Exercise aim ::
Answer these questions about the horse-recovery thread below, one per line:
1. What does the friend have that shows the boarding was paid?
2. Whom does waresbear suggest asking where the horse is?
3. What does LoriF say to put on the horse before walking it off the property?

Yes that is exactly it. My friend paid over the amount of boarding she even has receipts of the boarding paid in full. The lady has multiple properties and we are guessing she moved the horse around them, and now someone has spotted the horse in question. Again sorry for posting this here I'm just looking for someone who might have gone thru this or has any points.


----------



## waresbear (Jun 18, 2011)

Since the police are pretty lazy in your area, ask these people that have seen the horse, where it is. Then your friend can just go get it since the police are lazy, they're not going to do anything.


----------



## LoriF (Apr 3, 2015)

That's pretty much what I would do. Find out the location and go get it. If someone tries to stop you dial 911 or let them call the police. Just make sure all paperwork for the horse and court orders are in hand and secure. I wouldn't even bring the paperwork out into sight unless the police show up. I wouldn't pull up in a vehicle either. I would park outside, walk up, locate the horse, put a halter on it and walk it off of the property

Or, you can locate the horse, sit there, and call the cops. Have them escort you onto the property to retrieve the horse. It really is their job to back a court order.

Records from a data collection ::

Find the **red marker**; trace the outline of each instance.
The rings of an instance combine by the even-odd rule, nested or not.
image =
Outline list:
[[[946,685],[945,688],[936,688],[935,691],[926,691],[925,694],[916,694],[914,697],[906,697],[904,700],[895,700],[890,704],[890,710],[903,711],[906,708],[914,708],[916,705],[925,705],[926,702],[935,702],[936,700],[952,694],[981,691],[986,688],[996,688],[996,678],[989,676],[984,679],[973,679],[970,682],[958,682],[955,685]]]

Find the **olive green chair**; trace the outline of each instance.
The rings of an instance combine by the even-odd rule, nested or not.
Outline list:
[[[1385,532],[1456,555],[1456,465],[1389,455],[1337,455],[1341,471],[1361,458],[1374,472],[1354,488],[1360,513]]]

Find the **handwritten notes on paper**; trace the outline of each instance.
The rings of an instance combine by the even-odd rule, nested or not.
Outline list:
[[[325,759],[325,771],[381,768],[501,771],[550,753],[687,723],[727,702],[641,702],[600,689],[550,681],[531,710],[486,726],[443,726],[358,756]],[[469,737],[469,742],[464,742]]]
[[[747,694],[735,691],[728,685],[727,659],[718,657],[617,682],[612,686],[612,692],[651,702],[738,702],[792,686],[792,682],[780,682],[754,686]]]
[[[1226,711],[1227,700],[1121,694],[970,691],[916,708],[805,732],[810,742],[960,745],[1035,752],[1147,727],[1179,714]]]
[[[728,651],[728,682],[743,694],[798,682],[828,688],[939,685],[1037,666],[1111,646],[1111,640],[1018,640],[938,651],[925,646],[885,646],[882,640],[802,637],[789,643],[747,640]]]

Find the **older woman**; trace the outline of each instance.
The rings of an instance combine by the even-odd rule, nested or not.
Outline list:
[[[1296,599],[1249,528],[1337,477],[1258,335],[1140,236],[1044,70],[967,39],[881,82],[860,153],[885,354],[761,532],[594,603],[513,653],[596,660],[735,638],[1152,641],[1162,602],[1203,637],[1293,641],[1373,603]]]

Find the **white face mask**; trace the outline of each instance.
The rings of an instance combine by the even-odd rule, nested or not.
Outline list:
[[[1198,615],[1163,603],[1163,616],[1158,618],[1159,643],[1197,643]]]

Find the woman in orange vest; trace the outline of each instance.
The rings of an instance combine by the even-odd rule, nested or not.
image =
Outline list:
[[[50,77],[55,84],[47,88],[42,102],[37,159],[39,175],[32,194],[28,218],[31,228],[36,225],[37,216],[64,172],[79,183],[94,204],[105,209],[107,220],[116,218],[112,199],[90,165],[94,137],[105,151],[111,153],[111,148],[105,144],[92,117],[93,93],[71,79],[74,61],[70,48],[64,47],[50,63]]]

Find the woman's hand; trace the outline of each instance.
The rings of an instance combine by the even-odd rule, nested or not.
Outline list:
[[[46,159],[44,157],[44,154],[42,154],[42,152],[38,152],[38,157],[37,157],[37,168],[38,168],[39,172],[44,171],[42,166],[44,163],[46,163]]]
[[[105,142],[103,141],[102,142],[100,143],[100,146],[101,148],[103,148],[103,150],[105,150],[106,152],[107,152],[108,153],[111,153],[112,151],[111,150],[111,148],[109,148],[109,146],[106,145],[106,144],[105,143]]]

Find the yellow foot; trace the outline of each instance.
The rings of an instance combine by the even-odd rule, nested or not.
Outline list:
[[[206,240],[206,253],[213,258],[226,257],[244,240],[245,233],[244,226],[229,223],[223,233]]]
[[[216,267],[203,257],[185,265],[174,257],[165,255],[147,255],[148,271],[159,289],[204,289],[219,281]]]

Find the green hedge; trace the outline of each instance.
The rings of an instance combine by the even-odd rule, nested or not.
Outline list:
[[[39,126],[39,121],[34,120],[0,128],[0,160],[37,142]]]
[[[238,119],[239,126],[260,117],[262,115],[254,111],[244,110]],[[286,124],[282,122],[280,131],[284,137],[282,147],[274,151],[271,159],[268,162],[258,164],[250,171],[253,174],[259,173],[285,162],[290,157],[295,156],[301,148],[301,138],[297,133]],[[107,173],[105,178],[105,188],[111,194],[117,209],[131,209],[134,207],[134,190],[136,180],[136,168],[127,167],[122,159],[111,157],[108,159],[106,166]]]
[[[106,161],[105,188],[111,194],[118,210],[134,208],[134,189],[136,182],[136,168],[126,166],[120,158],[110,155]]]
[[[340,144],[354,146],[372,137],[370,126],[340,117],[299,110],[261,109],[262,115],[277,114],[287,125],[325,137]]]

Answer for this exercise ::
1. Receipts of the boarding paid in full.
2. The people that have seen the horse.
3. A halter.